**INPUT MATERIAL**
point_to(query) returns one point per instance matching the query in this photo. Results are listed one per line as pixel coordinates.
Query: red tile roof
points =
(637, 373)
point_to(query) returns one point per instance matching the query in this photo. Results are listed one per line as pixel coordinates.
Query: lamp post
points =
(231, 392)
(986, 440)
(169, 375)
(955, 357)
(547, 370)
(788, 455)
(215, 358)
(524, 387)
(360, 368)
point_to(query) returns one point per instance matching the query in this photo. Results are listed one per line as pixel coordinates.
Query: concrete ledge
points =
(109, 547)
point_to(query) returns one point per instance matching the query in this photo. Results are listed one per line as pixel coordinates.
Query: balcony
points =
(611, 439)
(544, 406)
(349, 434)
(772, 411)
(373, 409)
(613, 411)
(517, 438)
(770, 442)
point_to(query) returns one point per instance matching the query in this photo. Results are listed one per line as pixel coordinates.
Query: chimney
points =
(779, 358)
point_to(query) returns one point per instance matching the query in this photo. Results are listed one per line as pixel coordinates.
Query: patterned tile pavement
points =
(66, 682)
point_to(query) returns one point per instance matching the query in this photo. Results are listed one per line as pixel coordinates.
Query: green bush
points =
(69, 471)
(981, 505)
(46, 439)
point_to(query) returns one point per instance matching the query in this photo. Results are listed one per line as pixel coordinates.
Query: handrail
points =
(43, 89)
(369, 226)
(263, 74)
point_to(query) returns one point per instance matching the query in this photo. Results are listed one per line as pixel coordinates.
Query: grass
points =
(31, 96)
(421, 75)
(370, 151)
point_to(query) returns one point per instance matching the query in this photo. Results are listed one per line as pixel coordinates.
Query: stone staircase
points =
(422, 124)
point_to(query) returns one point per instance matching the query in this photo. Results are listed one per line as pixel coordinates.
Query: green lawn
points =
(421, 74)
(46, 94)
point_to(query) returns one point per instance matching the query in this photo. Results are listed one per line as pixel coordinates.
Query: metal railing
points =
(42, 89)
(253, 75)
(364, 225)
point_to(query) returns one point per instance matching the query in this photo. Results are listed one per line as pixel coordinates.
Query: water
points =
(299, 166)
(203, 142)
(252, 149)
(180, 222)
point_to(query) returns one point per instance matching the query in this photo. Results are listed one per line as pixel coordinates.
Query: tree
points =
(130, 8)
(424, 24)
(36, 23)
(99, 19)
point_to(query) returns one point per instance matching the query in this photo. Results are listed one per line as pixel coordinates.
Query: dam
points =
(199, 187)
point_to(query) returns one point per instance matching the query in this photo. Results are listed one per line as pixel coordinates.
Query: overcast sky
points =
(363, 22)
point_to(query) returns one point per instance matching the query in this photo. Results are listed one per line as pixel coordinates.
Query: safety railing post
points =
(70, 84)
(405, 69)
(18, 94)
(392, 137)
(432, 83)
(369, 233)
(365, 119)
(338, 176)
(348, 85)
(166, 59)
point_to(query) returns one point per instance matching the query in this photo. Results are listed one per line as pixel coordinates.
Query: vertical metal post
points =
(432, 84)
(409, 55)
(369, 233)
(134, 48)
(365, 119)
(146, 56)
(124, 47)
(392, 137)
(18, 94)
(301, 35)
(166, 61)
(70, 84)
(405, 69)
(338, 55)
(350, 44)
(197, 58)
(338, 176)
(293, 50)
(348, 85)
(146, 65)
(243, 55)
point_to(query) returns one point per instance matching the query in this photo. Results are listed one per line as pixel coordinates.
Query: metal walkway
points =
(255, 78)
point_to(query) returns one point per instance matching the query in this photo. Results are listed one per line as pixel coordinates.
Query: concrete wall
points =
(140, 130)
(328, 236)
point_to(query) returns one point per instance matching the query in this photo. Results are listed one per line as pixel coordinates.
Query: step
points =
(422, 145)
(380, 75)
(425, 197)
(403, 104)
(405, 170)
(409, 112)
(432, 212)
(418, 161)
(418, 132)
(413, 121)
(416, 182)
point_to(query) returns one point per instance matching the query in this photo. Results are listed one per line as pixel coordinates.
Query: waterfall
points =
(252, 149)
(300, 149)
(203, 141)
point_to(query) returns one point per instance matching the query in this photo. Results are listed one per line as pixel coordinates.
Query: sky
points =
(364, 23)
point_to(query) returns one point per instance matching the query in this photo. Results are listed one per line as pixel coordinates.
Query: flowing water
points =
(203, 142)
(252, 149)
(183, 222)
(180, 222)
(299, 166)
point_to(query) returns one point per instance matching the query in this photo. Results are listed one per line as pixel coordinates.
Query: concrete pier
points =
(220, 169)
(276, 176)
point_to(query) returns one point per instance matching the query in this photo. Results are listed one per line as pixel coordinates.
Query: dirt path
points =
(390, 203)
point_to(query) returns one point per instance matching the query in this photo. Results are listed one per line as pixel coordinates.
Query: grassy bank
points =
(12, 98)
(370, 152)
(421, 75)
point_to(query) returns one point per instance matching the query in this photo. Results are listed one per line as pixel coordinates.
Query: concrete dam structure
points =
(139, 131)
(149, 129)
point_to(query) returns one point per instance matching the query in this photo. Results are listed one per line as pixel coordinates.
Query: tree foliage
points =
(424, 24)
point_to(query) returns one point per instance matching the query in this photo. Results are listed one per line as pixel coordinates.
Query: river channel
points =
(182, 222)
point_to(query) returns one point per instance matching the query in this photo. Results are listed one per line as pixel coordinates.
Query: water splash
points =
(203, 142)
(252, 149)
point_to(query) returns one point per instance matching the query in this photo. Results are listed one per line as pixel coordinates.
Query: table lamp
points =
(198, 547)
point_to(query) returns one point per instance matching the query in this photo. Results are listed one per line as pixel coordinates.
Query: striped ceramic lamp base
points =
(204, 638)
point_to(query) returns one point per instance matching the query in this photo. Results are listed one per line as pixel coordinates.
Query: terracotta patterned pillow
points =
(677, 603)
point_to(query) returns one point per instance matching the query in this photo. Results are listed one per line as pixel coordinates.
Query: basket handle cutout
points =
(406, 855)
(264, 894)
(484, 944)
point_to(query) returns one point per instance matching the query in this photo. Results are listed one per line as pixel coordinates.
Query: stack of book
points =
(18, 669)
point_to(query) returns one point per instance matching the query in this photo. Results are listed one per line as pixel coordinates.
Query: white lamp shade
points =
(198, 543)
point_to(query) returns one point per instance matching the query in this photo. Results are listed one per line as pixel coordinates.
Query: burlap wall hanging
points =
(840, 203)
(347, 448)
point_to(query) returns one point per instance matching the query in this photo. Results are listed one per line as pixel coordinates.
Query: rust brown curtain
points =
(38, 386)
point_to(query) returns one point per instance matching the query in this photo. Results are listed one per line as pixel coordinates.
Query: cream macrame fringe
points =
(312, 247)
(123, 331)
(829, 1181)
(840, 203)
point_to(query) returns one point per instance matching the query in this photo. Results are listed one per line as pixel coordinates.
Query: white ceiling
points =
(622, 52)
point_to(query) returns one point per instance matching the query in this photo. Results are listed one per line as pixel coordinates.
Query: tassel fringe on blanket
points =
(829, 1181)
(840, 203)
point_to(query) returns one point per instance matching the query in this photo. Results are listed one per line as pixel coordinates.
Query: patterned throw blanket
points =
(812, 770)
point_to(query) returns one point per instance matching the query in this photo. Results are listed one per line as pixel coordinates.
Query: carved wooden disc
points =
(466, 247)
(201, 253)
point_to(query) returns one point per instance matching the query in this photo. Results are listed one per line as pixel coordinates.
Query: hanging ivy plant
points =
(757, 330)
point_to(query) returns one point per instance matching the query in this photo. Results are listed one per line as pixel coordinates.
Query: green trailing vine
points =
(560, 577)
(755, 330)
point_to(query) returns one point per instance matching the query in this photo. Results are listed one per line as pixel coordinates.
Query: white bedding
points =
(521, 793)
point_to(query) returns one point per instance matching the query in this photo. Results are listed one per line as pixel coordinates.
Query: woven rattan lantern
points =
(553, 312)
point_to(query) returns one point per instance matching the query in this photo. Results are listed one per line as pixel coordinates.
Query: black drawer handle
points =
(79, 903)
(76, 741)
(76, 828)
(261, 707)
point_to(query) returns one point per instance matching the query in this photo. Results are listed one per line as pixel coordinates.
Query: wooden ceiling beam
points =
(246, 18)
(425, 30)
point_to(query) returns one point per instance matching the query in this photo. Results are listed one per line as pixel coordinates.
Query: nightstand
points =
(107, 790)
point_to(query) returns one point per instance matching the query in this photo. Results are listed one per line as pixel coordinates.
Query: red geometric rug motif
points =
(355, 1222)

**PROMPT**
Go through the records above and return every line that holds the string "white".

**EXERCISE ANSWER**
Query: white lamp shade
Query: white ceiling
Query: white bedding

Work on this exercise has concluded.